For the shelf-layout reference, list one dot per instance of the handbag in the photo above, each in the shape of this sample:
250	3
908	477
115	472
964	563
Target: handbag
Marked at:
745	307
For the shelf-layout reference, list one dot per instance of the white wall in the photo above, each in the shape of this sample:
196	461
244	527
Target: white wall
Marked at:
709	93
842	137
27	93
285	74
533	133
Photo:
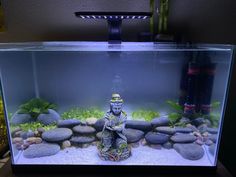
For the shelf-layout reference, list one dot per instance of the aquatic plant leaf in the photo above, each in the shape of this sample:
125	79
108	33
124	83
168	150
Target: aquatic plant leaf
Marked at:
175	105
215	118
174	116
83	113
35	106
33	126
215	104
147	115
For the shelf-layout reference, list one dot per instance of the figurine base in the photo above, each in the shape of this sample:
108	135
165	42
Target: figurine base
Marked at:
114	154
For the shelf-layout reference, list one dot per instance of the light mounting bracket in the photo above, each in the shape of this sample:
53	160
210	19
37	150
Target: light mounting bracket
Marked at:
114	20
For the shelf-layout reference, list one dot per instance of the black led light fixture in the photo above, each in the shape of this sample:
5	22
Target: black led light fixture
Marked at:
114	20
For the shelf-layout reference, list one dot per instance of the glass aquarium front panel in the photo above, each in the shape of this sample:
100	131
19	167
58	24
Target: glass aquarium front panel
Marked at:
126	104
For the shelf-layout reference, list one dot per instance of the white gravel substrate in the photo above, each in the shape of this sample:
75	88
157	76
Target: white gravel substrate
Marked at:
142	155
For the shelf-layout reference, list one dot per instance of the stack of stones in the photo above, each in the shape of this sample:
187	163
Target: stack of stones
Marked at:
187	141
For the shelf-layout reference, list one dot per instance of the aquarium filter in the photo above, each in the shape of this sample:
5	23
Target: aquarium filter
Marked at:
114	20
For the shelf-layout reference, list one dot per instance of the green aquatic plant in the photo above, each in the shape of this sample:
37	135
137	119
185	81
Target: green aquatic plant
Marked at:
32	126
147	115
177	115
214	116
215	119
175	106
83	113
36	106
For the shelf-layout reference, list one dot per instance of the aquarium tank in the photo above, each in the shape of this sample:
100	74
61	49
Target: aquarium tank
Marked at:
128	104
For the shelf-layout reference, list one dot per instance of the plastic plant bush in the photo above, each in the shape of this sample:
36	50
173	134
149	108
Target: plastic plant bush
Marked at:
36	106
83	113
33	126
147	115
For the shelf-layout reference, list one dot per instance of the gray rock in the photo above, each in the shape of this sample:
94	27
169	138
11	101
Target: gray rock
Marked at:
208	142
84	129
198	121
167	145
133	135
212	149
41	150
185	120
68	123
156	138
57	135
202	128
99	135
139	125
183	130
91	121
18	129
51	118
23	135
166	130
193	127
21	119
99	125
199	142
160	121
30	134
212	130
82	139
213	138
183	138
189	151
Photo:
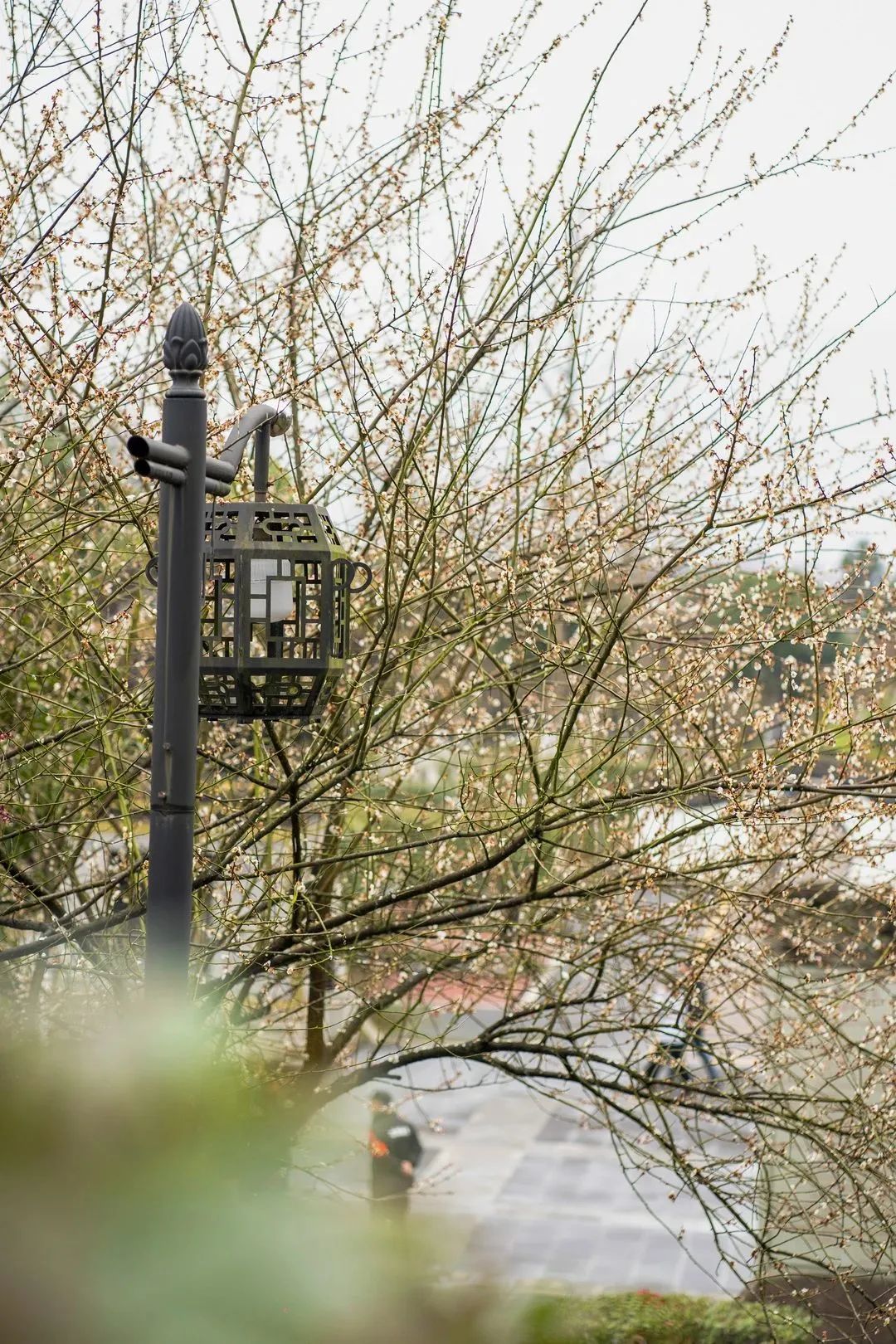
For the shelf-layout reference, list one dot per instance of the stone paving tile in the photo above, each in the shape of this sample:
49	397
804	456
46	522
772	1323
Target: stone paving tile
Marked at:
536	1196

* * *

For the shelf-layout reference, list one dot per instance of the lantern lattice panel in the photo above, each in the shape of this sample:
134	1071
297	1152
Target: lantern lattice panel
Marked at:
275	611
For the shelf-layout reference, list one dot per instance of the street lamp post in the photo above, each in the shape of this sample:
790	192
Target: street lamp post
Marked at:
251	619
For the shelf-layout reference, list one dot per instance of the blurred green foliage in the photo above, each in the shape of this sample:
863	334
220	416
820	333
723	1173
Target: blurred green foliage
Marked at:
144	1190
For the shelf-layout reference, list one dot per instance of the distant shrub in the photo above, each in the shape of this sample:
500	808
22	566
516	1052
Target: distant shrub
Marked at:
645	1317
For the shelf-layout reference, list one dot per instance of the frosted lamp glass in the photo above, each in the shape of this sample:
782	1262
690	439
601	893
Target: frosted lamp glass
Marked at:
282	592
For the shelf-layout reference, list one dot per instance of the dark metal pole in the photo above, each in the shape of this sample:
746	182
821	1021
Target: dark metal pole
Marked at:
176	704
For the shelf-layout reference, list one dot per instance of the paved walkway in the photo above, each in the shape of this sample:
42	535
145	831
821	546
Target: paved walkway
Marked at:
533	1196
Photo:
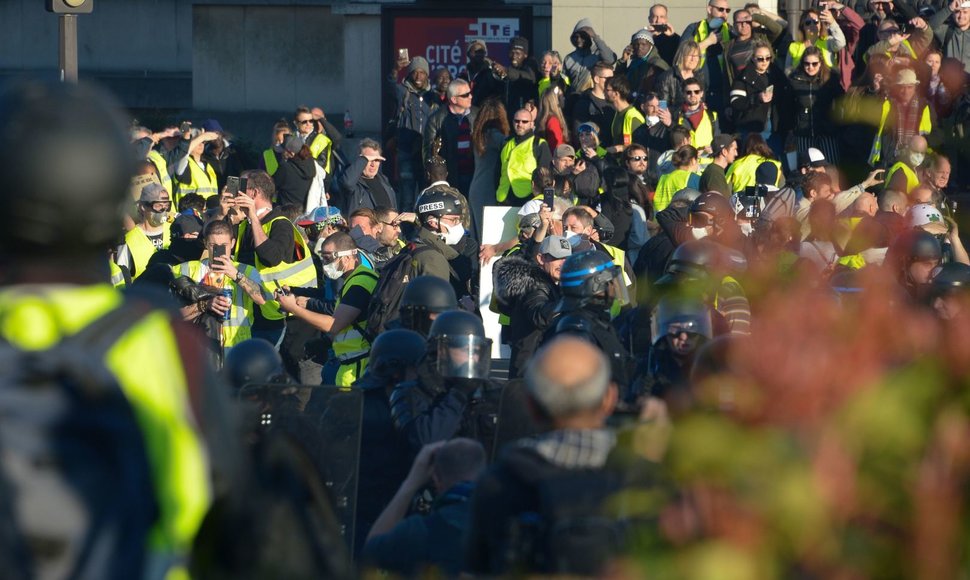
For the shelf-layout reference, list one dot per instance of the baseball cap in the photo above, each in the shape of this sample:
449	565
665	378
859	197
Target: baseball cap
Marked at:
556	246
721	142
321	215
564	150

- Problem details
Check each line of the entries for "figurine" and copy those that have it.

- Task result
For the shelf-layout reference, list one dot per instance of the figurine base in the photo above, each in the shape of this sample:
Target: figurine base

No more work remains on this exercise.